__GOAL OF THE EXERCISE__.
Each line of the listing is to be copied exactly.
*** Opening of EXERCISE DATA ***
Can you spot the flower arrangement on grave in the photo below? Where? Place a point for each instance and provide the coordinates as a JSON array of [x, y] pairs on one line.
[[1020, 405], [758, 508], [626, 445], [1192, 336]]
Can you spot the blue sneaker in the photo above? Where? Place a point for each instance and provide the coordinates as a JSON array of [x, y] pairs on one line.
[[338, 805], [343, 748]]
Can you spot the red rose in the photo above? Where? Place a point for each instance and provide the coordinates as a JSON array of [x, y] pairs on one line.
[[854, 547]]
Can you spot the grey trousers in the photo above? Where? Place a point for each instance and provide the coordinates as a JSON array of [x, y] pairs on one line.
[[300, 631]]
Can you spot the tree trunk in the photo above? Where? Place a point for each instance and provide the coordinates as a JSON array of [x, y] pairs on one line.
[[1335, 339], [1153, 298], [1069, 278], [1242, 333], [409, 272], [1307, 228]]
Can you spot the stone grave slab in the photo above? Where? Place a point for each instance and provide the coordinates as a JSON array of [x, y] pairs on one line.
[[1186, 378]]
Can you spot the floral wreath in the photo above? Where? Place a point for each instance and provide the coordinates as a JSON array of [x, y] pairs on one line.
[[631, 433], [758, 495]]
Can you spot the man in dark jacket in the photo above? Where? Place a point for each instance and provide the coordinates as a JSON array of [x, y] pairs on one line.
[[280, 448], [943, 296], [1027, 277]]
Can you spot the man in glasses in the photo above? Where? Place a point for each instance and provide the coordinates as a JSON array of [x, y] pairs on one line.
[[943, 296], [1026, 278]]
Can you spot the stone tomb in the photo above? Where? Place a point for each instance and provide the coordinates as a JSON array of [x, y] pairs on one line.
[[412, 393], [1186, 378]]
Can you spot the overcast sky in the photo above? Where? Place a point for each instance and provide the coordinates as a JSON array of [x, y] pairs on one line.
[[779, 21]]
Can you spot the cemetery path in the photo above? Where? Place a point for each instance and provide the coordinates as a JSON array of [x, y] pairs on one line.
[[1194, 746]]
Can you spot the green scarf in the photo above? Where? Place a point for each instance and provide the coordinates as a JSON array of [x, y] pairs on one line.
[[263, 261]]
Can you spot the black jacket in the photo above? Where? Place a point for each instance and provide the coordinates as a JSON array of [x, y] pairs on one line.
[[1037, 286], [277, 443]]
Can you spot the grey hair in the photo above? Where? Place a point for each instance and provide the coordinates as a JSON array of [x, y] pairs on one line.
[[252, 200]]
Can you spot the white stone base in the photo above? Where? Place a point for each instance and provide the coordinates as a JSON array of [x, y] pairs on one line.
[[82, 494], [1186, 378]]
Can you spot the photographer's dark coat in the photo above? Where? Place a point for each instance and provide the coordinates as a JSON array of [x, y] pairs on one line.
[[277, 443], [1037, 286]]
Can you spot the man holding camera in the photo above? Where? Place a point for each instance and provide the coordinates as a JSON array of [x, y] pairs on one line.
*** Close of EXERCISE DATA ***
__SOLUTION__.
Can you spot the flower arrangement on grave in the photo below? Where? Place a point for each instance and provide the coordinates as a JSON array of [x, y] pairs on one line.
[[1020, 405], [758, 508], [626, 445], [1192, 336]]
Can you spot the blue sneaker in the photo above? Where? Place a point for each instance and provide the coordinates as a JSON array of [x, y] pairs on one line.
[[338, 805], [343, 748]]
Can you spot the red rose in the photo above? Where? Place a point for each instance and provide the coordinates as a JSON array of [x, y] pairs on one line.
[[854, 547]]
Can you spot the grey trousers in the photo above? Where? Place a point for each instance and provide the coordinates as a JSON array of [x, y] pairs on one line.
[[300, 631]]
Can you spot the tree trunk in the photo above? Where? Place a point for each instance and provide the coordinates as a JSON array of [x, y] pairs on one line.
[[1335, 339], [1153, 298], [1069, 278], [1242, 333], [409, 272], [1307, 228]]
Can you spot the stone grave slab in the photo above? Where? Place a point for each instance and provide the coordinates as a JSON array of [x, y] pairs on one line.
[[1186, 378]]
Can you spot the floral wreath in the photo above? Where? Place a point for each instance and provide the coordinates as a JSON array of [x, y] pairs on one line.
[[631, 433], [758, 495]]
Can you spot the man in dark jacket in the photo above? Where? Place a point for each instance and provide the coordinates as a JSON array of [x, y] pairs on one line.
[[280, 448], [943, 296], [1027, 277]]
Can you spot the man in glasses in the photo above? Where? Place a point for each instance and provide the coordinates as a JSON array of [x, y] pairs on one line.
[[943, 296], [1026, 278]]
Can you spot the stone tomb in the photo above? Where? Place a point for each instance and provide the coordinates as a JSON array of [x, y] pairs on one line.
[[412, 393], [1186, 378]]
Can you spot the overcast sky in the photo above? Where? Place a point for each instance and provide the coordinates as a JSON array of [x, y] pairs on one line.
[[779, 21]]
Can you spot the cemetery path in the photo above? Where? Place a point for each instance and provide the coordinates as a JSON array of [x, y] pairs on one line.
[[1194, 746]]
Can you spot the green scarf in the photo above? Where? Place a point for each instance and provide the coordinates as a JSON array of [x, y] pairs on one line.
[[263, 261]]
Can you spot the black jacket in the photo above? Where? Place a point for each instance and provide the coordinates as a JSON array of [x, y] pairs on one line.
[[1037, 286], [277, 443]]
Can you spot the grey hair in the photo above? Where? Place a point for each instance and provide the coordinates as a JSON array of [x, y] pairs on one line.
[[252, 200]]
Can you spot the white stone base in the photo above? Where? Place a point for each instance and provide the coordinates as a JSON array of [x, y] pairs on one line.
[[82, 494], [1186, 378]]
Can you spot the photographer's dark coat in the photo above? Where? Place a point for each instance and provide the coordinates as a JSON array of [x, y] pairs on one line.
[[277, 443], [1037, 286]]
Can you spot the man holding camera in the photo above? Where? Place a point for each instance and provide the coordinates as a JSON array of [x, y] pairs on one line.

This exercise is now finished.